Supplied material: Begin

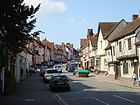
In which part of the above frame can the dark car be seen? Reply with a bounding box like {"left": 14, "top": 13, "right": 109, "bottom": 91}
{"left": 67, "top": 64, "right": 77, "bottom": 72}
{"left": 49, "top": 75, "right": 71, "bottom": 92}
{"left": 43, "top": 68, "right": 60, "bottom": 83}
{"left": 40, "top": 66, "right": 48, "bottom": 77}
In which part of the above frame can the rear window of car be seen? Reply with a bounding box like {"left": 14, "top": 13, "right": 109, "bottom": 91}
{"left": 47, "top": 70, "right": 58, "bottom": 73}
{"left": 53, "top": 76, "right": 68, "bottom": 81}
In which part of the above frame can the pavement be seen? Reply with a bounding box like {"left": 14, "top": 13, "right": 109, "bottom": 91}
{"left": 0, "top": 73, "right": 59, "bottom": 105}
{"left": 91, "top": 73, "right": 140, "bottom": 90}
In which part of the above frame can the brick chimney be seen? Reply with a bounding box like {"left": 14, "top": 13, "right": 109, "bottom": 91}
{"left": 87, "top": 29, "right": 93, "bottom": 38}
{"left": 132, "top": 14, "right": 139, "bottom": 21}
{"left": 66, "top": 43, "right": 73, "bottom": 48}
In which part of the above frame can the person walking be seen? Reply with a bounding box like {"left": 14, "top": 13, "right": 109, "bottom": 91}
{"left": 132, "top": 71, "right": 137, "bottom": 86}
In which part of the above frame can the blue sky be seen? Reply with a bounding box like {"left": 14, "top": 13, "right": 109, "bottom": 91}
{"left": 24, "top": 0, "right": 140, "bottom": 49}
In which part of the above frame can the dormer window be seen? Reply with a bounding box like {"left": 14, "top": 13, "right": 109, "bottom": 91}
{"left": 128, "top": 38, "right": 132, "bottom": 50}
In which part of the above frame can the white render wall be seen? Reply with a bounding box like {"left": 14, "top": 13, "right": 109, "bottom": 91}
{"left": 108, "top": 64, "right": 115, "bottom": 75}
{"left": 96, "top": 29, "right": 108, "bottom": 71}
{"left": 97, "top": 30, "right": 108, "bottom": 55}
{"left": 116, "top": 35, "right": 137, "bottom": 58}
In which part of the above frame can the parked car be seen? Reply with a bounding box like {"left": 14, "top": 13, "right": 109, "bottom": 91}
{"left": 49, "top": 75, "right": 71, "bottom": 92}
{"left": 67, "top": 63, "right": 77, "bottom": 72}
{"left": 53, "top": 64, "right": 63, "bottom": 73}
{"left": 43, "top": 68, "right": 60, "bottom": 83}
{"left": 73, "top": 69, "right": 90, "bottom": 77}
{"left": 40, "top": 66, "right": 48, "bottom": 77}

Supplied material: End

With the pictures set aside, repeat every entry above exactly.

**Solution:**
In which part of the above frame can the dark car be seen? Reply with a bounding box like {"left": 14, "top": 13, "right": 109, "bottom": 91}
{"left": 67, "top": 64, "right": 77, "bottom": 72}
{"left": 49, "top": 75, "right": 71, "bottom": 92}
{"left": 43, "top": 68, "right": 60, "bottom": 83}
{"left": 40, "top": 66, "right": 48, "bottom": 77}
In which part of the above frame can the rear window of car be seen? Reply with a bounding box like {"left": 14, "top": 13, "right": 109, "bottom": 91}
{"left": 47, "top": 70, "right": 58, "bottom": 73}
{"left": 53, "top": 76, "right": 68, "bottom": 81}
In which part of the above frame can the pavement be seen? Reply with a bounding box like {"left": 14, "top": 13, "right": 109, "bottom": 91}
{"left": 0, "top": 73, "right": 59, "bottom": 105}
{"left": 91, "top": 73, "right": 140, "bottom": 90}
In which part of the above frame can the brick chimney be seen? Reply with a bounding box like {"left": 14, "top": 13, "right": 109, "bottom": 91}
{"left": 87, "top": 29, "right": 93, "bottom": 38}
{"left": 132, "top": 14, "right": 139, "bottom": 21}
{"left": 66, "top": 43, "right": 73, "bottom": 48}
In which part of the above frame can the person walking be seen? Reply with a bounding box like {"left": 14, "top": 13, "right": 109, "bottom": 91}
{"left": 132, "top": 71, "right": 137, "bottom": 86}
In which part of the above frame can the blue sky be seen? Reply with a bounding box like {"left": 14, "top": 13, "right": 109, "bottom": 91}
{"left": 24, "top": 0, "right": 140, "bottom": 49}
In which part of the above frame can the dormer window be seen? Reply with a bounding box like {"left": 14, "top": 13, "right": 109, "bottom": 91}
{"left": 128, "top": 38, "right": 132, "bottom": 50}
In which part of the above frame can the white render wall be seen? Reply with a bounding box like {"left": 14, "top": 13, "right": 109, "bottom": 91}
{"left": 108, "top": 64, "right": 115, "bottom": 75}
{"left": 96, "top": 29, "right": 108, "bottom": 71}
{"left": 97, "top": 30, "right": 108, "bottom": 55}
{"left": 116, "top": 35, "right": 137, "bottom": 58}
In which part of the above frame can the parked car be seen? Reply with a bounding box like {"left": 14, "top": 13, "right": 109, "bottom": 91}
{"left": 49, "top": 75, "right": 71, "bottom": 92}
{"left": 67, "top": 63, "right": 77, "bottom": 72}
{"left": 53, "top": 64, "right": 63, "bottom": 73}
{"left": 43, "top": 68, "right": 60, "bottom": 83}
{"left": 73, "top": 69, "right": 90, "bottom": 77}
{"left": 40, "top": 66, "right": 48, "bottom": 77}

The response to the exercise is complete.